TASK REQUIREMENTS:
Word for word, return every record.

[Records from a data collection]
━━━━━━━━

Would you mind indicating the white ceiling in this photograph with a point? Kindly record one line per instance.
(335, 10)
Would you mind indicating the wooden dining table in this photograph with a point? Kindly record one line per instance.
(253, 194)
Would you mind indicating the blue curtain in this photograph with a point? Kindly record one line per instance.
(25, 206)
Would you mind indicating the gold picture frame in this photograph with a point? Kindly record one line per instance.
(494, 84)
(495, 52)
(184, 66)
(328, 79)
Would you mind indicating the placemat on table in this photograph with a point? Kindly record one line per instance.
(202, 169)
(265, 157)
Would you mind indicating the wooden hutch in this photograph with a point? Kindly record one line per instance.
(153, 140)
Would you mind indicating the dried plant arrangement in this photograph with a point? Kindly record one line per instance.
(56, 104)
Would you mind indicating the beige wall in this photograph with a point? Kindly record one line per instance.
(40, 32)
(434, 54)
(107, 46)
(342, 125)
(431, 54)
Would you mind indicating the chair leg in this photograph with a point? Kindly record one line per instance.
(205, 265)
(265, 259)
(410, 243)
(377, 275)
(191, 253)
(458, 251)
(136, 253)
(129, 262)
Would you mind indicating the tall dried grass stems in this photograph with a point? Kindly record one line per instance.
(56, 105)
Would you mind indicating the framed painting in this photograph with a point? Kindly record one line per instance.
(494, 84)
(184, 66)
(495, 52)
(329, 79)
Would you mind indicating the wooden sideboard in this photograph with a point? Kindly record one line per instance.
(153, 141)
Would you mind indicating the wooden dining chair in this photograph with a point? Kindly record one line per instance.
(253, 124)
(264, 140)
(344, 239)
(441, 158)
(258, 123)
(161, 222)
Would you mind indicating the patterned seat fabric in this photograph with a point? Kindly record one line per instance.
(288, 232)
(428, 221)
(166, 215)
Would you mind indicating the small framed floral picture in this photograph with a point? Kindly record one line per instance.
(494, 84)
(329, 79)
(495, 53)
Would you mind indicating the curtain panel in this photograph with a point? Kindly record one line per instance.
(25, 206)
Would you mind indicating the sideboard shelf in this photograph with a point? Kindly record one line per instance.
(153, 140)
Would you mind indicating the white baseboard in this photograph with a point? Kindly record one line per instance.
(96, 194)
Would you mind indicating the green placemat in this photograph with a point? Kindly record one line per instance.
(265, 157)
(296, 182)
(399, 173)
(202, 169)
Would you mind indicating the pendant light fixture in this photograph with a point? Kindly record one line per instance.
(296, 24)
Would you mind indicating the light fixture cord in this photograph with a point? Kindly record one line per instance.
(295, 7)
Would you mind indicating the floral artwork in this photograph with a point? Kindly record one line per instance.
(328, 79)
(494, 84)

━━━━━━━━

ANSWER FOR THE TASK:
Would you mind indicating the white ceiling in this photograph with a point? Kindly record one line per instance.
(335, 10)
Would you mind indicating the wooden dining table in this photograph with a point? Kindly record one line per instance.
(253, 194)
Would you mind indicating the blue curtain in this photograph with a point? Kindly record one line per instance.
(25, 206)
Would you mind indicating the gold picture frame in this photograph with a point? Kindly record one line per instance.
(494, 84)
(495, 52)
(184, 66)
(328, 79)
Would you mind indicating the placemat on table in this photograph with a point? Kindly record one line per instance.
(202, 169)
(265, 157)
Would you mind indicating the wooden hutch in this photograph with a point? Kindly record one line per instance.
(153, 140)
Would you mind indicating the dried plant arrangement in this photograph with a point? Kindly record one line per instance.
(56, 104)
Would you mind indicating the beige wall in this photograph with a point? Kindly record one line per instance.
(40, 32)
(434, 54)
(107, 46)
(342, 125)
(431, 54)
Would you mind indicating the chair leg in this photograph with a point? Kindly record one line per instance.
(205, 265)
(265, 259)
(410, 243)
(377, 275)
(191, 253)
(458, 251)
(136, 253)
(129, 262)
Would you mind indicating the tall dried grass stems in this photograph with a point? Kindly record one line per instance.
(56, 105)
Would you mind indicating the framed painting in this photograph with a point? Kindly record one line per instance.
(494, 84)
(184, 66)
(495, 52)
(329, 79)
Would you mind indicating the wooden sideboard in this photograph with a point? Kindly record one line per instance.
(153, 141)
Would you mind indicating the wooden dining chair in this photograph with a point? Kindly record one line per instance.
(253, 124)
(264, 140)
(344, 239)
(441, 158)
(258, 123)
(161, 222)
Would you mind indicating the patterned seat fabric in this photograph with a point? Kindly record one line per instance.
(288, 232)
(428, 221)
(166, 215)
Would you mind indicating the small framed floral picture in this photograph with a point? Kindly record one line per instance.
(494, 84)
(329, 79)
(495, 53)
Would you mind indicating the curtain panel in this photograph with a point? Kindly record one line per instance.
(25, 206)
Would you mind indicating the sideboard shelf in this photograph with a point? Kindly record one line per instance.
(153, 140)
Would you mind indicating the white baseboard in this photograph with a point? Kindly record one line per instance.
(96, 194)
Would you mind indicating the green placemat in this photograph with a point? Kindly record one line per instance.
(265, 157)
(296, 182)
(399, 173)
(202, 169)
Would you mind indicating the pendant light fixture in this photograph with a point? Kindly record one line per instance.
(296, 24)
Would you mind indicating the light fixture cord in this photograph with a point? Kindly record one line per instance.
(295, 7)
Would you mind indicating the floral artwork in this photograph with a point? Kindly record one line per instance.
(328, 79)
(494, 84)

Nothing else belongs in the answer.